Awards given to Bril Barrett, Erin Kilmurray and Christopher Knowlton felt like a long time coming, with each continuing to pursue their durational choreographic interests. Barrett’s two-decade tenure as the leader of M.A.D.D. Rhythms (and even longer history embedded in Chicago’s rhythm tap scene) catalyze a largely improvisational exploration of tap dance's origins. Kilmurray and Knowlton, each active for the last decade or so, lean into their split personalities—Kilmurray as producer of the wildly popular burlesque cabaret The Fly Honey Show and Knowlton as a bioengineer doing motion capture research at Rush University—as the basis for their projects. 

Two artists, Sterling “Steelo” Lofton and Christopher “Mad Dog” Thomas add to the growing number of CDF awardees specializing in Chicago-style footworking. Steelo is specifically looking at how fashion influences historically Black dance forms, and vice-versa, starting with a deep dive into the Stony Island Arts Bank’s archives. Mad Dog will draw from his personal history growing up in the Altgeld Gardens housing project—where he and his family were exposed to toxic pollutants resulting in chronic respiratory problems—as he seeks to unpack and codify his personal footworking style.

Rounding out the 2020 roster is Irene Hsaio, who doesn’t appear to be taking a break from penning commentary at the Chicago Reader even as she embarks on a solo process continuing her deep exploration of Asian cultural representations in dance.

**SUPPLIED ENTRIES**
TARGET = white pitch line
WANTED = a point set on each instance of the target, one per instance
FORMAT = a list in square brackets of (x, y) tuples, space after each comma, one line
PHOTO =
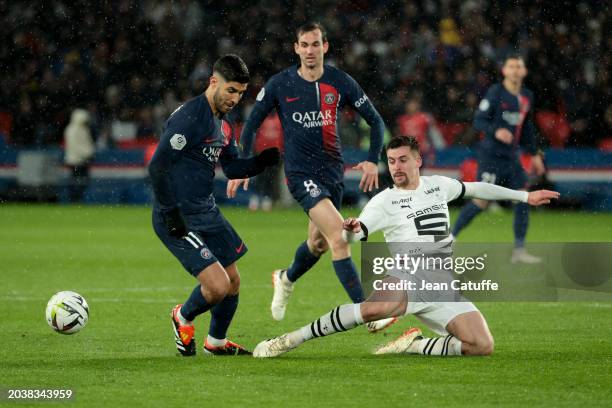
[(91, 300)]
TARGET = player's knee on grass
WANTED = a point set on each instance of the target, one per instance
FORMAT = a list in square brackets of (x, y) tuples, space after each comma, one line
[(371, 311), (480, 346), (482, 204), (317, 246)]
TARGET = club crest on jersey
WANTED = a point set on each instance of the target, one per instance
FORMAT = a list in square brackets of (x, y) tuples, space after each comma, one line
[(212, 153), (205, 253), (178, 141), (312, 188), (404, 200)]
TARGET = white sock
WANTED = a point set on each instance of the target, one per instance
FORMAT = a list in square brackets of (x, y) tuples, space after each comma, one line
[(215, 342), (342, 318), (437, 346), (285, 280), (182, 319)]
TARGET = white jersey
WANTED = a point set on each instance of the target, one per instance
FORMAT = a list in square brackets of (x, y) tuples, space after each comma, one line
[(419, 215)]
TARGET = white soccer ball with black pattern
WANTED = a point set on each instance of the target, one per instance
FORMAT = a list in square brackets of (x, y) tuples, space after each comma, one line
[(67, 312)]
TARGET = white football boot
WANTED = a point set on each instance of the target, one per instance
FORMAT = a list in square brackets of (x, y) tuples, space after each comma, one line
[(282, 290), (274, 347), (379, 325)]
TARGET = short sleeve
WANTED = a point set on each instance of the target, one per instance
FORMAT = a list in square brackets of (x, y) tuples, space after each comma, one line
[(373, 216), (452, 189)]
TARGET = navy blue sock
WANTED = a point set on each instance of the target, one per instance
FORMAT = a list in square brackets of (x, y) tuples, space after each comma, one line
[(302, 262), (347, 274), (467, 214), (195, 305), (222, 314), (521, 221)]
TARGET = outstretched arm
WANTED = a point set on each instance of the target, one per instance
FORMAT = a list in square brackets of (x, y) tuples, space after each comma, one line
[(486, 191)]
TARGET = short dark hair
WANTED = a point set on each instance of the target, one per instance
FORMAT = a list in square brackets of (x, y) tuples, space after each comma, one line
[(399, 141), (311, 26), (232, 68)]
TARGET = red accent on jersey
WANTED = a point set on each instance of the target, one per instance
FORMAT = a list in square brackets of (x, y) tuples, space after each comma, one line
[(226, 129), (270, 134), (329, 108), (523, 110)]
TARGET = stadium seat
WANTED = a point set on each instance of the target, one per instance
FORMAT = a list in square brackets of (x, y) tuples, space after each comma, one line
[(451, 130), (606, 144), (469, 170), (554, 126), (6, 124)]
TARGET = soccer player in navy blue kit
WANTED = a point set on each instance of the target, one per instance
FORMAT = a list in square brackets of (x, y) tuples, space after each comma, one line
[(504, 115), (308, 98), (185, 217)]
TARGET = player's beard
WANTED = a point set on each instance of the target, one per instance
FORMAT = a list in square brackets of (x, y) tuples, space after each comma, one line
[(403, 182), (220, 105)]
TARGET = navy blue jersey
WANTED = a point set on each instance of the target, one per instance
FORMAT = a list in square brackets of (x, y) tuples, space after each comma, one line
[(309, 113), (502, 109), (183, 167)]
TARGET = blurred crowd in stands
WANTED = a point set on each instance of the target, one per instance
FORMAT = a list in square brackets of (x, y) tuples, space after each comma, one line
[(425, 64)]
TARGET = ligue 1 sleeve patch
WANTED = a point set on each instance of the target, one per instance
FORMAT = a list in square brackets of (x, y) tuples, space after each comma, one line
[(261, 94), (178, 141)]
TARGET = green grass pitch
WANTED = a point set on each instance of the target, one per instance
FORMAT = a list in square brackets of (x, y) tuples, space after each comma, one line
[(553, 354)]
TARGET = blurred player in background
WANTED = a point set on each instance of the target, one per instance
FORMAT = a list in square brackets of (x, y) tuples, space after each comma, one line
[(504, 115), (463, 328), (308, 98), (185, 217)]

**TO DO**
Repeat, word for word, the portion of the award-recipients passage above that begins at the words "Awards given to" and stops after the words "for their projects.".

**RESULT OF THE EXERCISE**
Awards given to Bril Barrett, Erin Kilmurray and Christopher Knowlton felt like a long time coming, with each continuing to pursue their durational choreographic interests. Barrett’s two-decade tenure as the leader of M.A.D.D. Rhythms (and even longer history embedded in Chicago’s rhythm tap scene) catalyze a largely improvisational exploration of tap dance's origins. Kilmurray and Knowlton, each active for the last decade or so, lean into their split personalities—Kilmurray as producer of the wildly popular burlesque cabaret The Fly Honey Show and Knowlton as a bioengineer doing motion capture research at Rush University—as the basis for their projects.